| Selection |

____

There are at least two differences. One in departments table and another one in employees table. The output is similar to diff. By default the tool stops after finding the first difference. That’s why we use –force, to tell the tool to continue checking all the tables.

It shows us that on departments the dept_name is varchar(40) on server1 and varchar(256) on server2. For “employees” table, it has a KEY (last_name, first_name) on the server2 that is not present on server1. Why is it taking server2 as a reference? Because of this line:

# Object definitions differ. (--changes-for=server1)

So, the changes shown on the diff are for server1. If you want server2 to be the one to be changed and server1 used as reference, then –changes-for=server2 would be needed.

In some cases the diff output is not really useful. We actually need a SQL query to do the changes on the server. We just need to add –difftype=sql to the command line:

# mysqldiff --force --difftype=sql --server1=root:msandbox@127.0.0.1:21489 --server2=root:msandbox@127.0.0.1:21490 employees:employees
[...]
# Comparing `employees`.`departments` to `employees`.`departments`   [FAIL]
# Transformation for --changes-for=server1:
ALTER TABLE `employees`.`departments`
  DROP INDEX dept_name,
  ADD UNIQUE INDEX dept_name (dept_name),
  CHANGE COLUMN dept_name dept_name varchar(256) NULL;
[...]
# Comparing `employees`.`employees` to `employees`.`employees`     [FAIL]
# Transformation for --changes-for=server1:
#
ALTER TABLE `employees`.`employees`
  DROP PRIMARY KEY,
  ADD PRIMARY KEY(`emp_no`),
  ADD INDEX last_name (last_name,first_name);

As we can see, the tool is not perfect. There are two problems here:

1- On “departments table” it drops a UNIQUE key that is present in both servers only to add it again. Waste of time and resources.

2- On “employees” table it drops and recreate the PRIMARY KEY, again something that is not needed a all.

I have created a bug report but this also teaches us a good lesson. Don’t just copy and paste commands without first double checking it.

____

| Data supplied |
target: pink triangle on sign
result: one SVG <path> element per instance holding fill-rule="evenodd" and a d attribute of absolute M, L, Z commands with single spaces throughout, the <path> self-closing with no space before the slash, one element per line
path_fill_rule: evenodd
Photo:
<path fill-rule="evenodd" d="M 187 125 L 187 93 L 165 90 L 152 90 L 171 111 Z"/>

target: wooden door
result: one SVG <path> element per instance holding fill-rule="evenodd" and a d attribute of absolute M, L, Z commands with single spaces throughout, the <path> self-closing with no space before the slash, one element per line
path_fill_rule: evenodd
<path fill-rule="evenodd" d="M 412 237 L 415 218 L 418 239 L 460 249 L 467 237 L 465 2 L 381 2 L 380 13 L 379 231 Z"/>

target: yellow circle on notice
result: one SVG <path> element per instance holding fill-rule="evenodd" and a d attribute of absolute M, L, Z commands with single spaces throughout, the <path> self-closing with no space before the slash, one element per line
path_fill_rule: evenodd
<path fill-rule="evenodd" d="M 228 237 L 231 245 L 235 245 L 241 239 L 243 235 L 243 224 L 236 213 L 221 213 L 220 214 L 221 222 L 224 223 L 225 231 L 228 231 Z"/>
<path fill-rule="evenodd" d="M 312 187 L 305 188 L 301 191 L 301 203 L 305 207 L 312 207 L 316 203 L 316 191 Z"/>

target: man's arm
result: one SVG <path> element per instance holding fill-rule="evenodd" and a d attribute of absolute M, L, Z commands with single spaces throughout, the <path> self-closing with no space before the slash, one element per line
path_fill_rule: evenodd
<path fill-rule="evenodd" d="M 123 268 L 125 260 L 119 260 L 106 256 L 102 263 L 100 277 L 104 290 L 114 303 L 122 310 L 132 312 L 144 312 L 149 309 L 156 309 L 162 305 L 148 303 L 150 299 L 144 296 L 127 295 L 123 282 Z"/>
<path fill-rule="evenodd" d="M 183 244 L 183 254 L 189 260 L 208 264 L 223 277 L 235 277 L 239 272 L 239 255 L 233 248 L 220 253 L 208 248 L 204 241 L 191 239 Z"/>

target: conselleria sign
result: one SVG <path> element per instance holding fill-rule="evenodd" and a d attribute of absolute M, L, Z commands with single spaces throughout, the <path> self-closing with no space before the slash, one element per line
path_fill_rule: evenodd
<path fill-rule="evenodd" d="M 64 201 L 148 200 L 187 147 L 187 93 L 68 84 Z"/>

____

| To-do list |
1/ Answer the following questions about the mysqldiff excerpt.
(a) What column type does dept_name have on server1, and what type does it have on server2?
(b) What must be added to the command line to obtain a SQL query in place of the diff output?
(c) What does the generated SQL do to the PRIMARY KEY of the employees table?
2/ Recast the records from the line that contains "target: wooden door" to the line that contains "183 244 L 183" as a JSON list of strings, one string per line, leaving out blank lines.

| Results in order |
1/
(a) It is varchar(40) on server1 and varchar(256) on server2.
(b) --difftype=sql
(c) It drops the PRIMARY KEY and adds it again.

2/
[
  "target: wooden door",
  "result: one SVG <path> element per instance holding fill-rule=\"evenodd\" and a d attribute of absolute M, L, Z commands with single spaces throughout, the <path> self-closing with no space before the slash, one element per line",
  "path_fill_rule: evenodd",
  "<path fill-rule=\"evenodd\" d=\"M 412 237 L 415 218 L 418 239 L 460 249 L 467 237 L 465 2 L 381 2 L 380 13 L 379 231 Z\"/>",
  "target: yellow circle on notice",
  "result: one SVG <path> element per instance holding fill-rule=\"evenodd\" and a d attribute of absolute M, L, Z commands with single spaces throughout, the <path> self-closing with no space before the slash, one element per line",
  "path_fill_rule: evenodd",
  "<path fill-rule=\"evenodd\" d=\"M 228 237 L 231 245 L 235 245 L 241 239 L 243 235 L 243 224 L 236 213 L 221 213 L 220 214 L 221 222 L 224 223 L 225 231 L 228 231 Z\"/>",
  "<path fill-rule=\"evenodd\" d=\"M 312 187 L 305 188 L 301 191 L 301 203 L 305 207 L 312 207 L 316 203 L 316 191 Z\"/>",
  "target: man's arm",
  "result: one SVG <path> element per instance holding fill-rule=\"evenodd\" and a d attribute of absolute M, L, Z commands with single spaces throughout, the <path> self-closing with no space before the slash, one element per line",
  "path_fill_rule: evenodd",
  "<path fill-rule=\"evenodd\" d=\"M 123 268 L 125 260 L 119 260 L 106 256 L 102 263 L 100 277 L 104 290 L 114 303 L 122 310 L 132 312 L 144 312 L 149 309 L 156 309 L 162 305 L 148 303 L 150 299 L 144 296 L 127 295 L 123 282 Z\"/>",
  "<path fill-rule=\"evenodd\" d=\"M 183 244 L 183 254 L 189 260 L 208 264 L 223 277 L 235 277 L 239 272 L 239 255 L 233 248 L 220 253 L 208 248 L 204 241 L 191 239 Z\"/>"
]